Goal of the exercise
Please recast all of the data below as a JSON list of strings with one string per line, leaving out any blank lines.
— begin Material for this exercise —
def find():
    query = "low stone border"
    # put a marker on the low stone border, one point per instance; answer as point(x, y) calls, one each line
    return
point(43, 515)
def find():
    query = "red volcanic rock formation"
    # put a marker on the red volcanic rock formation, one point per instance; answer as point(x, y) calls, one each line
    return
— end Material for this exercise —
Solution to the problem
[
  "def find():",
  "    query = \"low stone border\"",
  "    # put a marker on the low stone border, one point per instance; answer as point(x, y) calls, one each line",
  "    return",
  "point(43, 515)",
  "def find():",
  "    query = \"red volcanic rock formation\"",
  "    # put a marker on the red volcanic rock formation, one point per instance; answer as point(x, y) calls, one each line",
  "    return"
]